| Directions for this task |
Filter the records below and copy every line that contains the word "person", treating uppercase and lowercase letters as different.

[start]

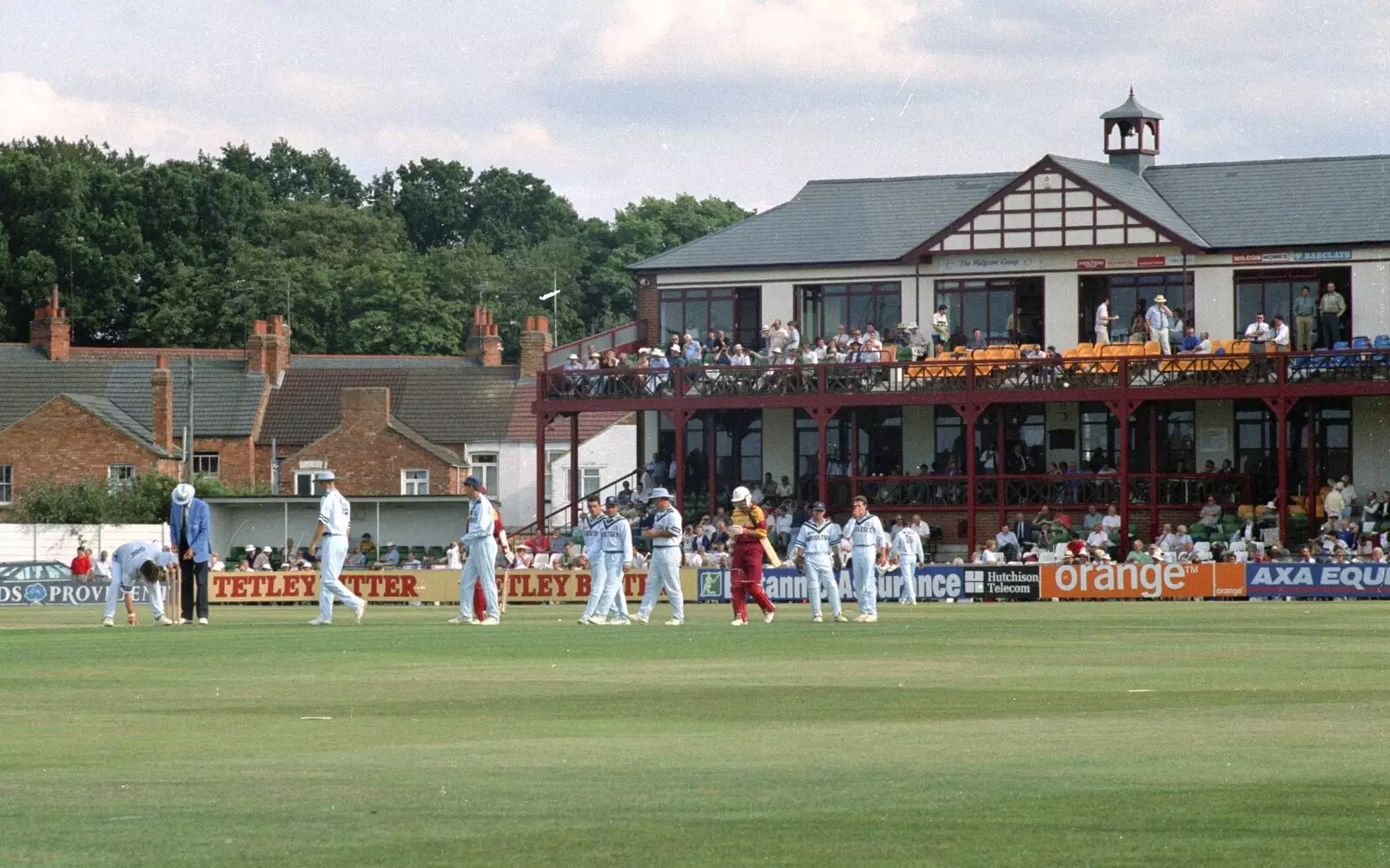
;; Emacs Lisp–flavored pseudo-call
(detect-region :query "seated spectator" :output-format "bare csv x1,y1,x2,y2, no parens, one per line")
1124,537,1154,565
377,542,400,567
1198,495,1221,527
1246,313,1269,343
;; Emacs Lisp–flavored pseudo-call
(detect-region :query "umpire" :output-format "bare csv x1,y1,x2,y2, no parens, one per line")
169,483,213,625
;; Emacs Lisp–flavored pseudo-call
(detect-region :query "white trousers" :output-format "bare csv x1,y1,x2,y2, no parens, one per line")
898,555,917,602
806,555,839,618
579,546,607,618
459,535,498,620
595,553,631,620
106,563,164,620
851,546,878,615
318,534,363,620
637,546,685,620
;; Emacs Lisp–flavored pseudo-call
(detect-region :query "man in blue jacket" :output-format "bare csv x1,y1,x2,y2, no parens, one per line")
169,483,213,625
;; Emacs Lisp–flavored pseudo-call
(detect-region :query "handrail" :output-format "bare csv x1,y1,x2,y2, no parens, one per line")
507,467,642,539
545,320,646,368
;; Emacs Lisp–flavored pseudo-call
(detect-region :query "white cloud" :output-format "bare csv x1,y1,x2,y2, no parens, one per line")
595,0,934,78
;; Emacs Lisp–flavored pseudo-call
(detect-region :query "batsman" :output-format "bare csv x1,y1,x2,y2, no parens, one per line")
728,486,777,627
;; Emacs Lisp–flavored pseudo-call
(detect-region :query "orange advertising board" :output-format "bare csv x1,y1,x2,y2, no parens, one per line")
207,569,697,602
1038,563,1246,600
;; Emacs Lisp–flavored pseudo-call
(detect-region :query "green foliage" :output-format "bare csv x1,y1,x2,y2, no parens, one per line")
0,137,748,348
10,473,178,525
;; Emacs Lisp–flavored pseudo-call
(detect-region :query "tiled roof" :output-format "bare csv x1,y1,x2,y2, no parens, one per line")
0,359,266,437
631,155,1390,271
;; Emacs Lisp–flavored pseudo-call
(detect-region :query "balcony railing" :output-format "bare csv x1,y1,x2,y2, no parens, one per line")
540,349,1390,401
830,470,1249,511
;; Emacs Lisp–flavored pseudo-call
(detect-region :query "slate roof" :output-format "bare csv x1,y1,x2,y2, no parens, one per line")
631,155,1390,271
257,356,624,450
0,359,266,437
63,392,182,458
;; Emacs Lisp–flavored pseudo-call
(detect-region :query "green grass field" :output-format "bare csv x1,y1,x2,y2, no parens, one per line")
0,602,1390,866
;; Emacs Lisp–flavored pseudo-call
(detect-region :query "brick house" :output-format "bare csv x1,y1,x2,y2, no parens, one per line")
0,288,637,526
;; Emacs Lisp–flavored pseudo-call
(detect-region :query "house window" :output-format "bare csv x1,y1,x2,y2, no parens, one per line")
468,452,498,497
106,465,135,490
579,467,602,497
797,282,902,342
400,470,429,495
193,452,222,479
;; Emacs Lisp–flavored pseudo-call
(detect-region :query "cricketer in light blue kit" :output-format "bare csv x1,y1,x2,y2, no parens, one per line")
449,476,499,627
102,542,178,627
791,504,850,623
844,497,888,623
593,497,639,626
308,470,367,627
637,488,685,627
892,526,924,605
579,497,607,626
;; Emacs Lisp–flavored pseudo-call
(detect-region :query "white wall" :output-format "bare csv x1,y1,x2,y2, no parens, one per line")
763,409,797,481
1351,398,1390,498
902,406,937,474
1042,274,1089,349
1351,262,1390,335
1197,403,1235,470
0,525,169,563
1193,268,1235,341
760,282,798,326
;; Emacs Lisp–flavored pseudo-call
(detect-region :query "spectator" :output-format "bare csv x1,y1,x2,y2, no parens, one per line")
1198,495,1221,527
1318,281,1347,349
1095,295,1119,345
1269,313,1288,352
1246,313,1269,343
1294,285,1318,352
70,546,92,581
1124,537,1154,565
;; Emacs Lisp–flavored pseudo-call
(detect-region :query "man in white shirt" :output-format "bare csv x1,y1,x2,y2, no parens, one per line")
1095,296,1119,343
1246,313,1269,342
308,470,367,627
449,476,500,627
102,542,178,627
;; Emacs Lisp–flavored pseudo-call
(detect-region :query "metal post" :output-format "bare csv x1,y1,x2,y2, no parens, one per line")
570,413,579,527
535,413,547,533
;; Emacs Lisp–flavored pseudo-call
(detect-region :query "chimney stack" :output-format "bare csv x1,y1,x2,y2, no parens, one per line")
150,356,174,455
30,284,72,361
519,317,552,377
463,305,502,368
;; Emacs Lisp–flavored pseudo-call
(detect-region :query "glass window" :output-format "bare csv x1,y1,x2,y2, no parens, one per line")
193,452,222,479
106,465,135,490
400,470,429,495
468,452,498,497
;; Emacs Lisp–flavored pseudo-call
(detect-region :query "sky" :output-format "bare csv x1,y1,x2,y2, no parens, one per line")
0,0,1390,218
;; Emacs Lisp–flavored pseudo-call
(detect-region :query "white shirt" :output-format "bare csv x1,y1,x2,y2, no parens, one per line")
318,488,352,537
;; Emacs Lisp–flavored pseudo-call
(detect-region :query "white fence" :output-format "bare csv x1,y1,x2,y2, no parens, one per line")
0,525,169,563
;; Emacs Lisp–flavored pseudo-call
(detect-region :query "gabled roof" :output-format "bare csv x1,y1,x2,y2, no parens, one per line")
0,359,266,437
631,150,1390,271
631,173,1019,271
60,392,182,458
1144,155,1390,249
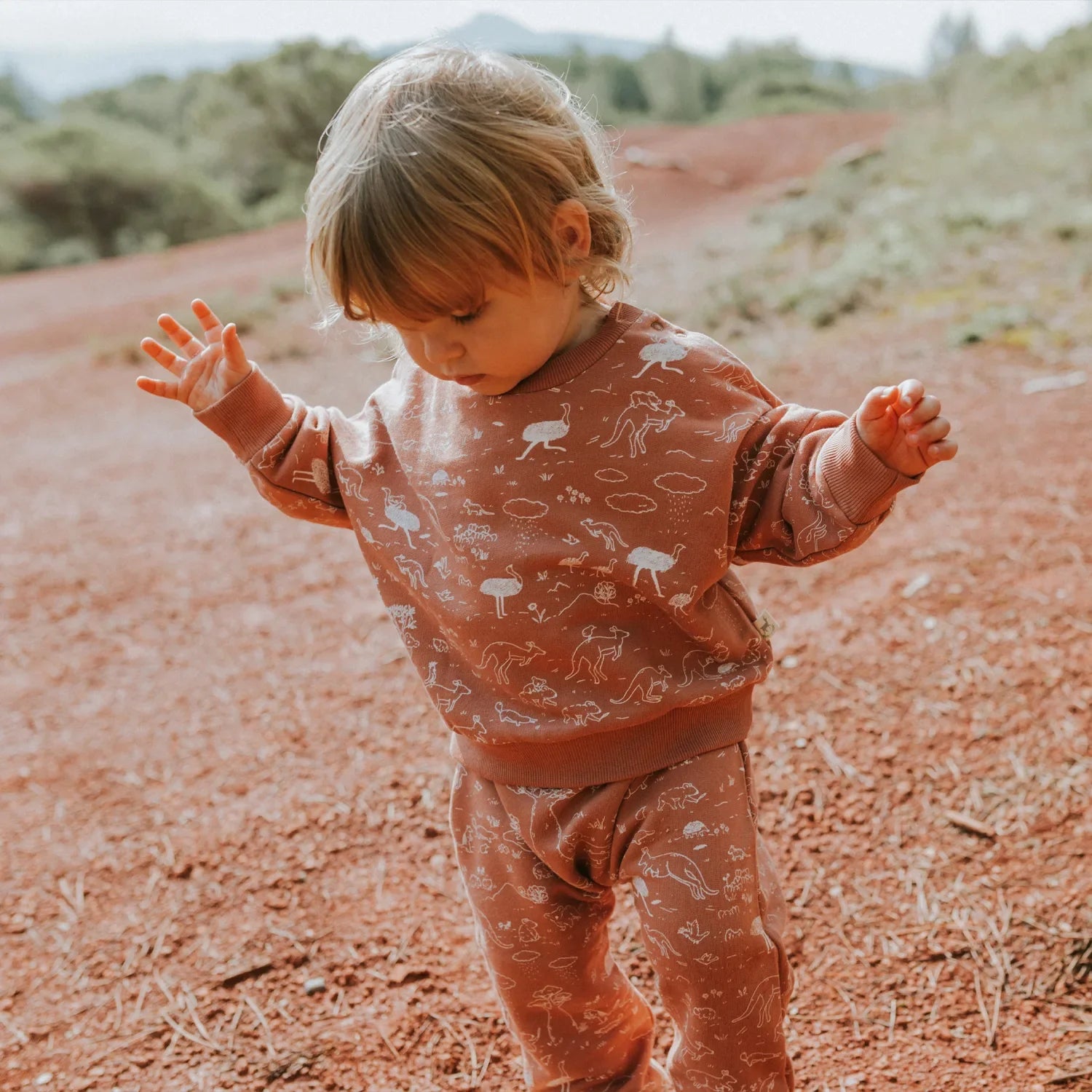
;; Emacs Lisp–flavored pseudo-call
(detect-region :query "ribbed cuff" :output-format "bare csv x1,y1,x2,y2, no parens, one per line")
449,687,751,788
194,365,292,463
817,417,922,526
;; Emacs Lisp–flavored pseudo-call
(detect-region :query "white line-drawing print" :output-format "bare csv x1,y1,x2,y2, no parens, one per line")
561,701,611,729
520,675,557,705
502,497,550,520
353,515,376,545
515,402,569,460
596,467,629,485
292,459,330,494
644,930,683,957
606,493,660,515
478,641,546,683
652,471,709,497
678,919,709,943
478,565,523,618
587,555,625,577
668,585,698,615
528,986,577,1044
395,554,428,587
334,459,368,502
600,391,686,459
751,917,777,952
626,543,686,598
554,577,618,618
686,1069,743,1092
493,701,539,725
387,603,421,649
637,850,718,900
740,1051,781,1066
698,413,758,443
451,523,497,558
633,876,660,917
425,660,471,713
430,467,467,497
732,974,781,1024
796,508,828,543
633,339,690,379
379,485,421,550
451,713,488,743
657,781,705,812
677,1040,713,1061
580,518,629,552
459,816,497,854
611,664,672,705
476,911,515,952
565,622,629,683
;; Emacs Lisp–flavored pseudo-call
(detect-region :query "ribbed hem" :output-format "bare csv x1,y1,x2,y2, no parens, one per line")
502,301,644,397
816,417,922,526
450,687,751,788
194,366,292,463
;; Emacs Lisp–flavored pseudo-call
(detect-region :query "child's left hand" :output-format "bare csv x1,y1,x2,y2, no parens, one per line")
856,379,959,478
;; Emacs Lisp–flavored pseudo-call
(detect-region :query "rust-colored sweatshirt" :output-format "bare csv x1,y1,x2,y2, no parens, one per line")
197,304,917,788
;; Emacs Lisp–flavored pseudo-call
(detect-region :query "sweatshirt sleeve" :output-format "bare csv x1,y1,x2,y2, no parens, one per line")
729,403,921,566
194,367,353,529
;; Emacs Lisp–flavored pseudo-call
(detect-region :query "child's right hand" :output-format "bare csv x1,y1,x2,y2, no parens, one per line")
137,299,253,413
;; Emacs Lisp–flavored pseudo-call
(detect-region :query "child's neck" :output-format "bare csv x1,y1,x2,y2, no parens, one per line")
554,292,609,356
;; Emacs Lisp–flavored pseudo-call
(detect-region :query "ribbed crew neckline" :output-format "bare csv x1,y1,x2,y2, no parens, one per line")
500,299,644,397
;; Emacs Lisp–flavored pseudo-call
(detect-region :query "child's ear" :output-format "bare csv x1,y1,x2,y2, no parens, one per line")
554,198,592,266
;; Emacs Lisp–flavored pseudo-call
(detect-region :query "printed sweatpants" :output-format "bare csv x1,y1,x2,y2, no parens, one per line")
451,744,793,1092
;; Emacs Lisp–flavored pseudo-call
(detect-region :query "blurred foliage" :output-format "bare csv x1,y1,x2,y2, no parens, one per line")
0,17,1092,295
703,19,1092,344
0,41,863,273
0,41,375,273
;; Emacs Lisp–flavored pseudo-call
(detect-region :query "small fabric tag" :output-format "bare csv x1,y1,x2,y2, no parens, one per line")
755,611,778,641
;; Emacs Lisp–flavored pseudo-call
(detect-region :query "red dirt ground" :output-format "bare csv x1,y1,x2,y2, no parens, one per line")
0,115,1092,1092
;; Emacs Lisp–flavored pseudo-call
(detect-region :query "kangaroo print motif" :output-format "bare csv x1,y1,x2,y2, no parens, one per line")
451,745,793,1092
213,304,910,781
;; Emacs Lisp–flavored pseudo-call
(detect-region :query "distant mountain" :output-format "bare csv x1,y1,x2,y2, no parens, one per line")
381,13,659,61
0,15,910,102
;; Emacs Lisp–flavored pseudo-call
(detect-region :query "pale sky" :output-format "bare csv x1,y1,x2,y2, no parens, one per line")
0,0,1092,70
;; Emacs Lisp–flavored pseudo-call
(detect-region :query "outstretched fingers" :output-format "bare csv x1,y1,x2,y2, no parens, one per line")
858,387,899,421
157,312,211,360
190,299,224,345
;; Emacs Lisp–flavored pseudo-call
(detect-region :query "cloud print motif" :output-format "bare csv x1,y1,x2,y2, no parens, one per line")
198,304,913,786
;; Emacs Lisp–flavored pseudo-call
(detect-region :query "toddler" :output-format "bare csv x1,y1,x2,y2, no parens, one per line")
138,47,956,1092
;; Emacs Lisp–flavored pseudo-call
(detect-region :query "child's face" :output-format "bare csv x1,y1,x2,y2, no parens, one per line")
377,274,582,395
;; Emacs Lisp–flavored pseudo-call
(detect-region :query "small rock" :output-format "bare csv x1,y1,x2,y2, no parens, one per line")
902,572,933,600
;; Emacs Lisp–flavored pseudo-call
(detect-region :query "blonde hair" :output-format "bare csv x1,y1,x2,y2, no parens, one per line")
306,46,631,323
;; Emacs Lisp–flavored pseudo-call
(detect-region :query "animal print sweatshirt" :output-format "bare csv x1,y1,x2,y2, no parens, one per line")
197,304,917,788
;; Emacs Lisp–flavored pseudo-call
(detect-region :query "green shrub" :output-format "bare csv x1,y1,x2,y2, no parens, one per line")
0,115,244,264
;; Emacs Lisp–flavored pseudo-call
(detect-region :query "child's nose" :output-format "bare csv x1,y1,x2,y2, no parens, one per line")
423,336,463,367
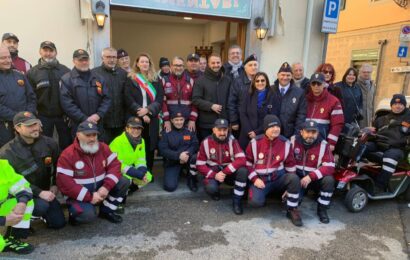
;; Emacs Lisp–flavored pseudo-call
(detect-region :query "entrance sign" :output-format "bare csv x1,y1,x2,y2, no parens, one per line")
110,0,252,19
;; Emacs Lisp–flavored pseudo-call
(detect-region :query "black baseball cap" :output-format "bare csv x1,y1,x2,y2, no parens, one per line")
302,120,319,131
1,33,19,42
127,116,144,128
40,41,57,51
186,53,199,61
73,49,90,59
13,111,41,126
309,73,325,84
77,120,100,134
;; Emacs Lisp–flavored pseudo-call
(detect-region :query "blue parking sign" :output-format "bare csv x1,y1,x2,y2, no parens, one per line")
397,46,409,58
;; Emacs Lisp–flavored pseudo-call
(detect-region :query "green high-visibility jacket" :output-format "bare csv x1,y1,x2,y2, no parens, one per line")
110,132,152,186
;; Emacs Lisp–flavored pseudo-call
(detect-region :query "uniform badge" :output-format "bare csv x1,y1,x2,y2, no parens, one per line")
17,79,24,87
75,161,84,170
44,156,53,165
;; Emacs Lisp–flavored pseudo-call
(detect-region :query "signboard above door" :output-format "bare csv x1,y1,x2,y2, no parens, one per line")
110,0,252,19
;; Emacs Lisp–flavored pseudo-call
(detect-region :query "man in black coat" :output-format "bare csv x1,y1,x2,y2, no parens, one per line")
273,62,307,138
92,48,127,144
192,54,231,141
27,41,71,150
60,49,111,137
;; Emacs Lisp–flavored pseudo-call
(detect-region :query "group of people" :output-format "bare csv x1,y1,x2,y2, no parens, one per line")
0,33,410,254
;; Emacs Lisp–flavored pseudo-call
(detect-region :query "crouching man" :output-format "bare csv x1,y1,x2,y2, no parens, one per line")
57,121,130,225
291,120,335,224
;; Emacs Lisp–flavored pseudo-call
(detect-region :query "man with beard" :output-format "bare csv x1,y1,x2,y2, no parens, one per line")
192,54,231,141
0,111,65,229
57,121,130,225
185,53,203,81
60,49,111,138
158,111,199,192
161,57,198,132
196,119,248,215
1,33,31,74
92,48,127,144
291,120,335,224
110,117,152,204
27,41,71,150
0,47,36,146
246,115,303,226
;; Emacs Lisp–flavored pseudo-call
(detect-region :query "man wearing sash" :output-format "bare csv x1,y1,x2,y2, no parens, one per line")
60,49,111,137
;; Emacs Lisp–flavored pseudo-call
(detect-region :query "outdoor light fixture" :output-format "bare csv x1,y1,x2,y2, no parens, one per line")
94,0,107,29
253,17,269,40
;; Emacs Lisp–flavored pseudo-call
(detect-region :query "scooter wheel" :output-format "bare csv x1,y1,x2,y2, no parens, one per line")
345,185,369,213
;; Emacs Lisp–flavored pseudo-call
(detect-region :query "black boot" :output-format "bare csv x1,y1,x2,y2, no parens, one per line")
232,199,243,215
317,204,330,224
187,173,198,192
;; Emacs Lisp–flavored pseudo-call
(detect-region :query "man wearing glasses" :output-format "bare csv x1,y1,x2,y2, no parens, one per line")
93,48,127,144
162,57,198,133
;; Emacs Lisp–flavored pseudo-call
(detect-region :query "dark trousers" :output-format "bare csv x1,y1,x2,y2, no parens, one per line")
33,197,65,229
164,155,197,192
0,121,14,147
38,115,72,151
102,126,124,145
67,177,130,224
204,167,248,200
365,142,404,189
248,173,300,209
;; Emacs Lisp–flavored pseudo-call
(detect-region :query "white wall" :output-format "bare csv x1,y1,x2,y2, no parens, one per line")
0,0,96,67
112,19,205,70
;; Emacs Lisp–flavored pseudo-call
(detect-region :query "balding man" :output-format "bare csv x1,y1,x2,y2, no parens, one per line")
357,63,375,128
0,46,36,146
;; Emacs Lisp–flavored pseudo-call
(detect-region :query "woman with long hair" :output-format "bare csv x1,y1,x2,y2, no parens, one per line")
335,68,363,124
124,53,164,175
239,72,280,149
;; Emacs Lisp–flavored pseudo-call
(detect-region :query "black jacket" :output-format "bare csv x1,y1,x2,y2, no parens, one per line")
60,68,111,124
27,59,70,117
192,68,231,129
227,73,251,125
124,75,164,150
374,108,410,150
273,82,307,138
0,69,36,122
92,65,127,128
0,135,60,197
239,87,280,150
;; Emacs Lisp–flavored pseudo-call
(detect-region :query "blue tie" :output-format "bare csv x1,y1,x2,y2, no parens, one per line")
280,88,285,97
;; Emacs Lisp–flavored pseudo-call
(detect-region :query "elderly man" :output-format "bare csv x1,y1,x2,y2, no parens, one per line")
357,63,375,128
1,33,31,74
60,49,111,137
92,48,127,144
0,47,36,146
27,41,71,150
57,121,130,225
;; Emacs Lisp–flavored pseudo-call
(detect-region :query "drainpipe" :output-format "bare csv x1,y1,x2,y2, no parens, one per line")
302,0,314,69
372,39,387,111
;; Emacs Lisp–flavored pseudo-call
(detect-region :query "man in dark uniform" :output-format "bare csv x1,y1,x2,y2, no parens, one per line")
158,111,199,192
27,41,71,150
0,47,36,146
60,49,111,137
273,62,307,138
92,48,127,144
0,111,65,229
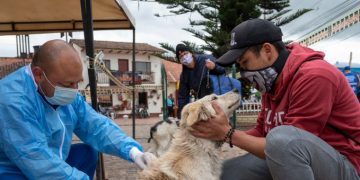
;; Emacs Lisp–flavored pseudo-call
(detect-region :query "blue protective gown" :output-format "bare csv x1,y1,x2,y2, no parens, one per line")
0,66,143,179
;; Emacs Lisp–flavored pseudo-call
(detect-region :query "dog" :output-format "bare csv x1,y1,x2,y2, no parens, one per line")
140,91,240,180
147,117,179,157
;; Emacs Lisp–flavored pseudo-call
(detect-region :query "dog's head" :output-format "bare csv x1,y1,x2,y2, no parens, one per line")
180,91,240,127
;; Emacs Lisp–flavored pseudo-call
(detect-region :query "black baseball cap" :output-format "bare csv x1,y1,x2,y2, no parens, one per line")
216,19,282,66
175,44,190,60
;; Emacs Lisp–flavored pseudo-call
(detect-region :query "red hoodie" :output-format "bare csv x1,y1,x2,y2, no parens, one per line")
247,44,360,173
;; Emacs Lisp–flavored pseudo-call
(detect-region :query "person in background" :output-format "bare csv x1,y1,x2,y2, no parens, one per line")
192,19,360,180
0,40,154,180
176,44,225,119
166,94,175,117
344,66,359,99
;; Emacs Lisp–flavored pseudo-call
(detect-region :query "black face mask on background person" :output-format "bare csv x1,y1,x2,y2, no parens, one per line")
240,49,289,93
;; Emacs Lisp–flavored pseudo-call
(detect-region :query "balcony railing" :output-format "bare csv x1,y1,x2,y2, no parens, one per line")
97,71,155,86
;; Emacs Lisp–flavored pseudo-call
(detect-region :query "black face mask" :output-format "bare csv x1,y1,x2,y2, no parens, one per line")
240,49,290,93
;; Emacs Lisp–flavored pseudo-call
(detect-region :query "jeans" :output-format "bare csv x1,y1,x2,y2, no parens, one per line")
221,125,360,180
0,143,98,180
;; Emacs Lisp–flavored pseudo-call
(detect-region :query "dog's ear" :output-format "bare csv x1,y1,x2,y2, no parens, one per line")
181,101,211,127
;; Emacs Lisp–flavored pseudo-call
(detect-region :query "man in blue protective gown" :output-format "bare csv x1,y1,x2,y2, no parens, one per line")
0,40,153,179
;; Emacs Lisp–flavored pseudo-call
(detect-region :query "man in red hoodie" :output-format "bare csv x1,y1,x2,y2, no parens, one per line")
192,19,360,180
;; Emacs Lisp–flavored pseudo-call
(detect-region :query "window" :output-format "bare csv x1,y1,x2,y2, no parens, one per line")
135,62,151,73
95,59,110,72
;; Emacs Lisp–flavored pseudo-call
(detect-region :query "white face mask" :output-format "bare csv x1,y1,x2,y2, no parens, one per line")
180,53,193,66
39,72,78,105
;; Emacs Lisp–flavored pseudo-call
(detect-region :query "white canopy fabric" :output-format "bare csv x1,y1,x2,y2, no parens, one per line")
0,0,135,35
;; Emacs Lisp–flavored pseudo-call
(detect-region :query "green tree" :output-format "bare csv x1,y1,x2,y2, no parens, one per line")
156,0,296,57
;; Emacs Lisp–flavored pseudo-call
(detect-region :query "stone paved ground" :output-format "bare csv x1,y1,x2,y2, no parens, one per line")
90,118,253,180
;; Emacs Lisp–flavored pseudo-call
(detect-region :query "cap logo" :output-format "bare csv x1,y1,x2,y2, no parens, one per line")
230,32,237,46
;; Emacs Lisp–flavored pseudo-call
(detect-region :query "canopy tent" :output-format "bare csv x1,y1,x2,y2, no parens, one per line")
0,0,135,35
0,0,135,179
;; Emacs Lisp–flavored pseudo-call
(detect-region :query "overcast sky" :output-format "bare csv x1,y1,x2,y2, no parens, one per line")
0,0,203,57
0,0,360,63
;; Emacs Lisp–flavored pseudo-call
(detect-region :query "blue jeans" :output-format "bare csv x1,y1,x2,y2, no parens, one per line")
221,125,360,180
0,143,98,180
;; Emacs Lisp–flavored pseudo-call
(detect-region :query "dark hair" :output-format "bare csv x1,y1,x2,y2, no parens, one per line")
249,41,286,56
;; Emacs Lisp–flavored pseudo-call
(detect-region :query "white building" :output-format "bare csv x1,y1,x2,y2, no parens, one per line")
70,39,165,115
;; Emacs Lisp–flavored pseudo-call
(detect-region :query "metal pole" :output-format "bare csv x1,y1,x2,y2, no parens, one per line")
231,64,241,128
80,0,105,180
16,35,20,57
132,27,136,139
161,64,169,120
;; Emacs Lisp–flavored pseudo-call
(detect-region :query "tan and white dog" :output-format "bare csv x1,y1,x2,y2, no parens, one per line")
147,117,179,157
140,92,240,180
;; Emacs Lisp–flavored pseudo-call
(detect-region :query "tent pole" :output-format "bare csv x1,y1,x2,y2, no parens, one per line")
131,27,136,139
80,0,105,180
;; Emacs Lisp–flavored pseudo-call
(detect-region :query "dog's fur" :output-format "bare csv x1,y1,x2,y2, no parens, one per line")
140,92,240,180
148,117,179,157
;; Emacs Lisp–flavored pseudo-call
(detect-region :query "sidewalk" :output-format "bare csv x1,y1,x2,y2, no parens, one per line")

[end]

| Answer for the task |
(detect-region :query "person in background" :output-format "bare csv x1,y1,x2,y2, no parens, one per line")
(detect-region :query "black face mask on background person" :output-format "bare csv x1,y1,x2,y2, no parens, one per line")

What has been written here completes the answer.